What you will do:
Reproduce this listing in full.

··· Source material

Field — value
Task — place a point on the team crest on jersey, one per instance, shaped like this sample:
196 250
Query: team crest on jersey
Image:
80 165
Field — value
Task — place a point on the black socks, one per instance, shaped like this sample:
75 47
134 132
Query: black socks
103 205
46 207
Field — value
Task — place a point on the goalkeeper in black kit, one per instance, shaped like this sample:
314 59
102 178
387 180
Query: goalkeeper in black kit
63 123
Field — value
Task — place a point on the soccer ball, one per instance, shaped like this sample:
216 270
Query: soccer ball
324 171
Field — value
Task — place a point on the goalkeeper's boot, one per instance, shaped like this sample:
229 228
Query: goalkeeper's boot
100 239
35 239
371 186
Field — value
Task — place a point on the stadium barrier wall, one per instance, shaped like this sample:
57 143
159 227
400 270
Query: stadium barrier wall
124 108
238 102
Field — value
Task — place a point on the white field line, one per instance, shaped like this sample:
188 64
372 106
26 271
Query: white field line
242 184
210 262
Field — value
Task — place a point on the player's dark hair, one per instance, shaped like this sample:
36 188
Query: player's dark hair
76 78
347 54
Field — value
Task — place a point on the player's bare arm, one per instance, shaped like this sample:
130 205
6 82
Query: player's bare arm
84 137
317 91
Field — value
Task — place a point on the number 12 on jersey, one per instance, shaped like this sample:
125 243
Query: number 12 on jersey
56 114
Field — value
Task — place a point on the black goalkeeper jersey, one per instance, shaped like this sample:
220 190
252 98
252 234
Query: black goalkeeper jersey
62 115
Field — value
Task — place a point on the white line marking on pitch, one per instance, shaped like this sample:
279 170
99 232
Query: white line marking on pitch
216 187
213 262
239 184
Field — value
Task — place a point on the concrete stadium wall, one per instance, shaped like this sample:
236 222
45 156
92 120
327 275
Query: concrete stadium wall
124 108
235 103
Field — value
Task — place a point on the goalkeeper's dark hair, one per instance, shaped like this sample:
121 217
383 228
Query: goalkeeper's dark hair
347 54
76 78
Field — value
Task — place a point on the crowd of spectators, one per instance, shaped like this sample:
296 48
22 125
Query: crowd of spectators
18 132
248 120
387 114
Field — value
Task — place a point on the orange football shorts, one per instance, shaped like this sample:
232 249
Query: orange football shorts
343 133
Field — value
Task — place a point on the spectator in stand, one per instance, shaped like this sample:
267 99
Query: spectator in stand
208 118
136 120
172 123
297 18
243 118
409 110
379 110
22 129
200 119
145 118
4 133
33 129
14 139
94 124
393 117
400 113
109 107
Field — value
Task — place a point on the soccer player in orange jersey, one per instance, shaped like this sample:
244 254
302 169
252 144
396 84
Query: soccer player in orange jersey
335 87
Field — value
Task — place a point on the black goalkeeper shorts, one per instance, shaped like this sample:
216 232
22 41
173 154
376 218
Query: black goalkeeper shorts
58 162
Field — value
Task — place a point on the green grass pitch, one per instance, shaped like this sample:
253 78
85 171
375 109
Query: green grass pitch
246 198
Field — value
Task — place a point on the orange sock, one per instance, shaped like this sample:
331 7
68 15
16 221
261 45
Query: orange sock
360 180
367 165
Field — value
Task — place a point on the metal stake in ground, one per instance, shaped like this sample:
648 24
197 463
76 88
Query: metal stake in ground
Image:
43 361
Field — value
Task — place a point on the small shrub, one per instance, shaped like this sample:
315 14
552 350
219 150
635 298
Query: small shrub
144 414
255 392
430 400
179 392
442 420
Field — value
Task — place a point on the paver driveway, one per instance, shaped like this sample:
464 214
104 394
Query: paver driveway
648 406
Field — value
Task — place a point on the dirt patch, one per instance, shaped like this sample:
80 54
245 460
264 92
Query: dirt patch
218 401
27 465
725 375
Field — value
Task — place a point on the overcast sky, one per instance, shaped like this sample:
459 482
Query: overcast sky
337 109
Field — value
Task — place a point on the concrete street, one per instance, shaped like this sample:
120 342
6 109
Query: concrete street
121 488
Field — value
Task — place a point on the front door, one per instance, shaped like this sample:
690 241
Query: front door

······

The reply:
Field — value
Task — place a point on the team crest on jersey, one per instance, shaped like this sample:
196 250
Query: team crest on jersey
Image:
80 165
Field — value
Task — place a point on the black socks, one per instance, shaped like this sample:
75 47
134 132
Query: black socks
103 205
46 207
Field — value
Task — place a point on the goalkeeper in black kit, one per instance, shaped like this sample:
314 59
102 178
387 180
Query: goalkeeper in black kit
63 123
Field — value
Task — place a point on the soccer ball, one per instance, shaped like this sample:
216 270
Query: soccer ball
324 171
Field — value
Task — place a point on the goalkeeper's boot, one per instance, shaped like this sample:
229 228
Query: goalkeeper's boot
100 239
35 239
371 186
Field — value
Task — place a point on the stadium barrier wall, one per instance, shaped like this sample:
57 143
159 227
400 270
Query: stadium barrier wall
124 108
238 102
Field — value
Task — place a point on the white field line, one per instance, shaped like this sample:
188 64
372 106
26 271
Query: white field line
242 184
210 262
Field — value
Task — place a point on the player's dark hair, one per instance, shaped like this sample:
36 188
Query: player's dark hair
76 78
347 54
Field — value
Task — place a point on the player's bare arm, one per instance, shaped like this sample:
130 205
6 82
Query: player's bare arm
84 137
317 91
Field — value
Task — place a point on the number 12 on jersey, one per instance, shaped like this sample:
125 243
Query: number 12 on jersey
56 114
Field — value
Task — place a point on the black goalkeeper jersey, one per instance, shaped like this sample:
220 190
252 98
252 234
Query: black goalkeeper jersey
62 115
Field — value
Task — place a point on the white line marking on pitch, one per instance, shaped like this sample:
279 170
99 232
Query: white line marking on pitch
216 187
213 262
239 184
Field — value
Task — place a point on the concrete stadium wall, one per instance, shaped like this sample:
236 222
45 156
92 120
327 275
Query: concrete stadium wall
124 108
235 103
Field — value
Task — place a point on the goalkeeper's dark hair, one per instance, shaped like this sample:
121 217
383 228
Query: goalkeeper's dark hair
347 54
76 78
Field — value
Task — place a point on the crowd of spectators, one per instance, shaped like this sample:
296 48
22 125
Query: crowd of spectators
18 132
248 120
387 114
Field — value
Task — place a point on the orange football shorts, one per instance, shaped like this sample:
232 249
Query: orange football shorts
343 133
Field — value
Task — place a point on the spectator in stand, one per instance, shaped like this sample:
267 99
Query: spectator in stand
208 118
136 120
172 123
297 18
243 118
409 110
379 110
22 129
200 119
145 118
4 133
33 129
14 139
94 124
393 117
400 113
109 107
Field — value
Task — place a point on the soccer player in orange jersey, one per instance, shaped like this sample:
244 254
302 169
252 144
396 84
Query: soccer player in orange jersey
335 87
Field — value
Task — place a point on the black goalkeeper shorts, one per instance, shaped like this sample:
216 232
22 41
173 154
376 218
Query: black goalkeeper shorts
58 162
Field — value
Task — place a point on the green grass pitch, one per instance, shaped like this sample:
253 78
85 171
375 109
Query: green grass pitch
246 198
Field — value
Task — place a point on the orange sock, one per instance, shaped like this sample:
331 7
68 15
16 221
261 45
Query: orange sock
360 180
367 165
Field — value
Task — place a point on the metal stake in ground, one per instance, shaped like this sample:
648 24
197 463
76 88
Query: metal stake in ground
Image:
43 361
Field — value
Task — place a point on the small shrub, one per instance, shaped like this sample:
315 14
552 350
219 150
635 298
Query: small shrub
144 414
255 392
430 400
179 392
442 420
Field — value
Task — place a point on the paver driveway, one per instance, shaped like this sample:
464 214
104 394
Query: paver driveway
648 406
Field — value
Task — place a point on the dirt patch, one per instance, shaped like this sample:
80 54
245 460
264 92
Query: dirt patch
218 401
27 465
725 375
Field — value
Task — place a point on the overcast sky, one per instance, shaped like this sample:
459 482
Query: overcast sky
337 109
Field — value
Task — place a point on the concrete street, one per instance, shaped like this sample:
120 342
6 109
Query: concrete street
121 488
Field — value
Task — place a point on the front door, one per instance, shaped like this sample:
690 241
Query: front door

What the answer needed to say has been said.